[Point annotation listing]
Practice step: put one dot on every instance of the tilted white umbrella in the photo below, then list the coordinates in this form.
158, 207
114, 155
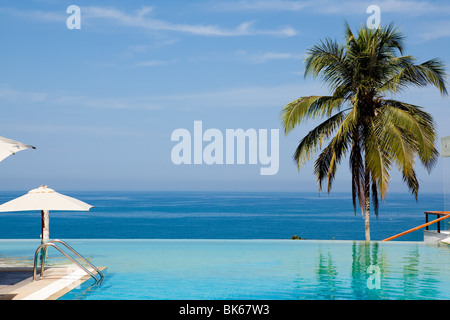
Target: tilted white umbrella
9, 147
44, 199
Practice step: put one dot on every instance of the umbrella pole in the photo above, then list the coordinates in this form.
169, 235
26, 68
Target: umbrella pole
44, 233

Short exercise. Format every line of the listing above as a JSON list of strings, one string per line, leaving out blank lines and the pictures.

Result for this exercise.
[
  "Practice step: put one dot on every instance of the tilted white umbrella in the photo below, then list the coordinates in this form.",
  "158, 207",
  "114, 155",
  "Target: tilted white umbrella",
  "9, 147",
  "44, 199",
  "Practice step: put one dot on every instance of the umbrella pole in the photo above, then list the coordinates in this form.",
  "169, 235",
  "26, 68",
  "Target: umbrella pole",
  "44, 233"
]